Instructions to follow
Establish how many lines in the entries hold the string "fork". The number by itself is the whole answer.

Dataset entries
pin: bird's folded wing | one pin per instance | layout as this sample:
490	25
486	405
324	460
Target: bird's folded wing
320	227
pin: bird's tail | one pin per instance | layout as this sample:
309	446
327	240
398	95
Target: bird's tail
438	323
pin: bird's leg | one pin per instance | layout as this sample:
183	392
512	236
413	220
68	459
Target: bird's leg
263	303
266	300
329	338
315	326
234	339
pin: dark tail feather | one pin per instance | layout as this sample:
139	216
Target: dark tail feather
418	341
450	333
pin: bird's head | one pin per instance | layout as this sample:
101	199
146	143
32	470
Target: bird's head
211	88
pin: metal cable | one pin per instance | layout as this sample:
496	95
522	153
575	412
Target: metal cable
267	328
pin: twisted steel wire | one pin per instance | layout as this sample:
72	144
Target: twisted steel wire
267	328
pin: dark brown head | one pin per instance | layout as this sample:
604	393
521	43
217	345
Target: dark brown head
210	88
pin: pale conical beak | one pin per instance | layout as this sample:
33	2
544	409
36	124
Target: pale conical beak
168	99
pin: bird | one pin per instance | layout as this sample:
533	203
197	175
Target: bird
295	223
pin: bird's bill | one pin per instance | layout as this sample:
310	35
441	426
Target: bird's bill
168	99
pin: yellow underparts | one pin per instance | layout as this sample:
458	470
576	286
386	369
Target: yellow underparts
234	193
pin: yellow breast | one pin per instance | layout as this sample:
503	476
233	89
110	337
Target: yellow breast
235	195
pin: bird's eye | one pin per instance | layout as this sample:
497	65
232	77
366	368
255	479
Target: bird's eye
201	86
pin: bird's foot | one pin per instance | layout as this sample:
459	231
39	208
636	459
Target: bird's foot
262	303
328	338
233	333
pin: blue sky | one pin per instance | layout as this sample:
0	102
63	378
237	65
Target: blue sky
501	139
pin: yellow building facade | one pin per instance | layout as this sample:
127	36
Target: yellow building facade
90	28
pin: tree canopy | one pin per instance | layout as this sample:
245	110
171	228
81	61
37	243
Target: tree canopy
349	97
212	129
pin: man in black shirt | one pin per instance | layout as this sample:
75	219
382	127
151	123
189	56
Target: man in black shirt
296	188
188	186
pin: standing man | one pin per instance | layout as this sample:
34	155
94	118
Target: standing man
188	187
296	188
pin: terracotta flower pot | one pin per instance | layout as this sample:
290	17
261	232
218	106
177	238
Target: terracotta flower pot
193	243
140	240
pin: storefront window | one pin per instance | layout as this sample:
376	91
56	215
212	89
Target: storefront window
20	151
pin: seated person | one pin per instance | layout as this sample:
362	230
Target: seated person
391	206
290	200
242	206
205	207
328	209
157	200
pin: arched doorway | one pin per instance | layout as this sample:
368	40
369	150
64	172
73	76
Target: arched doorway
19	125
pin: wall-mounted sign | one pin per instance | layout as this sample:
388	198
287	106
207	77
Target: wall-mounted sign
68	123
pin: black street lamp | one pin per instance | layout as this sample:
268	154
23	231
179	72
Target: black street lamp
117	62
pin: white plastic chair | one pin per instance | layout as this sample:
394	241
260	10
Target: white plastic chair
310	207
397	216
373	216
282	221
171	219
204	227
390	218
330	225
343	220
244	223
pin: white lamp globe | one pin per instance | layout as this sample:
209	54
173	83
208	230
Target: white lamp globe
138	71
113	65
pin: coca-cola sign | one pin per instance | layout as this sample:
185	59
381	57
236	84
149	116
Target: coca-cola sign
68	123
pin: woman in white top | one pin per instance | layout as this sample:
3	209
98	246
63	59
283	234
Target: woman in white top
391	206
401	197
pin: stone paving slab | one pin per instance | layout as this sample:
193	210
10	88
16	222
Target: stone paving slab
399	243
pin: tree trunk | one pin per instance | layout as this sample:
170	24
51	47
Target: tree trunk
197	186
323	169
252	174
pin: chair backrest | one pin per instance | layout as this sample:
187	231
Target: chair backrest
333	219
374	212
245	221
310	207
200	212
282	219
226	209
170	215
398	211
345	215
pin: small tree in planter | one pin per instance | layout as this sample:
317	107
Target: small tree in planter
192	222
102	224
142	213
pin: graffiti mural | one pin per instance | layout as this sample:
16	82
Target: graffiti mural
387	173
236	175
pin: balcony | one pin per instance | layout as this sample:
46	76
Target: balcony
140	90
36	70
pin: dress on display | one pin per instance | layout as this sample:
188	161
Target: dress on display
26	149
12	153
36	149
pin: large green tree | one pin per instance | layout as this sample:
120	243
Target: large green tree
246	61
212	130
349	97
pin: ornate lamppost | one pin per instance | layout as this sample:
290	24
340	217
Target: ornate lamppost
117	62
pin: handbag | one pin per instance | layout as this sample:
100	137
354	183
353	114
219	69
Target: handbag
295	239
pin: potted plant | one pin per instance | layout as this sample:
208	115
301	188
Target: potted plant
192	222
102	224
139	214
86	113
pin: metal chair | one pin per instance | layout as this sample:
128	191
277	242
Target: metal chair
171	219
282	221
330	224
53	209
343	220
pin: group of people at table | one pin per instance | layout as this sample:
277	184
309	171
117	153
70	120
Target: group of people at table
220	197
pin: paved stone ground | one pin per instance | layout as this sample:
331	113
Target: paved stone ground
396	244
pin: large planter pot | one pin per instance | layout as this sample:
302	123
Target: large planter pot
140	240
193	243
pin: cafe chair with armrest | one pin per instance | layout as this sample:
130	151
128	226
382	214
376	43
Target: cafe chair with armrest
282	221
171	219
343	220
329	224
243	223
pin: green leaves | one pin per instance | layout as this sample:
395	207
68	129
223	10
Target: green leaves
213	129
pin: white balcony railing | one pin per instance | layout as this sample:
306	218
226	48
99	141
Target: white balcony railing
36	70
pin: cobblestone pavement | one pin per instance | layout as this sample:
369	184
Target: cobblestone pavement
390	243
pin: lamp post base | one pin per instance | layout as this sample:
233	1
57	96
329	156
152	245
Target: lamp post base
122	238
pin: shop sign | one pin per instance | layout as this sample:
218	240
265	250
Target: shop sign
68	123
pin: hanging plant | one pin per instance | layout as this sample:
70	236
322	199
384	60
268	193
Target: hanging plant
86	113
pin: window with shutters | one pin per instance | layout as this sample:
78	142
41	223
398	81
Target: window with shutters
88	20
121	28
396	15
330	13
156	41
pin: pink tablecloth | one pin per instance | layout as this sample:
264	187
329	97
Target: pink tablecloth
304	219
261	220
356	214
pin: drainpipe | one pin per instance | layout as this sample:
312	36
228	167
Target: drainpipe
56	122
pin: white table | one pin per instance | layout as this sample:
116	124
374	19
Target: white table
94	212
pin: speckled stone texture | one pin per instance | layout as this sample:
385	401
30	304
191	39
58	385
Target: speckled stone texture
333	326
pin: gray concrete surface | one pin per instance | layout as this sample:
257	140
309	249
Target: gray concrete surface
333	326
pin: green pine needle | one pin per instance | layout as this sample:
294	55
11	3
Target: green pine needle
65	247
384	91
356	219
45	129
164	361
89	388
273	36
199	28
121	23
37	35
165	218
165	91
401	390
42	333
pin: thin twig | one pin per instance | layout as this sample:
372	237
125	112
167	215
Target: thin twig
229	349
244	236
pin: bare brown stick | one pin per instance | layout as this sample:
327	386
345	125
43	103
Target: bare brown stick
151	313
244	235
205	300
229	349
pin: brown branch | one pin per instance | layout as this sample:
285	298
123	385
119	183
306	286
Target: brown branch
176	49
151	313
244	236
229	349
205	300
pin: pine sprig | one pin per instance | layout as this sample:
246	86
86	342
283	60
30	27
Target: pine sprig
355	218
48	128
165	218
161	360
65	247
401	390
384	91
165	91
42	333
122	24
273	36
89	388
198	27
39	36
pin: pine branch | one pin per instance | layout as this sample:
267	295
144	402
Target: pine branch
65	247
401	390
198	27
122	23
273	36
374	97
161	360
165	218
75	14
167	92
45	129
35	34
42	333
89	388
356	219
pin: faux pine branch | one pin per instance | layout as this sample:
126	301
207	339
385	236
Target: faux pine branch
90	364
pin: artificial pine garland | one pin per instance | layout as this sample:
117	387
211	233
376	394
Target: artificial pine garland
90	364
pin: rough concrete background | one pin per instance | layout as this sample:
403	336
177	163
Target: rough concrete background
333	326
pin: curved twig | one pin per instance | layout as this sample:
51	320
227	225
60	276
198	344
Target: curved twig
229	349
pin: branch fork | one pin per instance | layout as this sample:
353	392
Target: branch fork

Completed exercise
2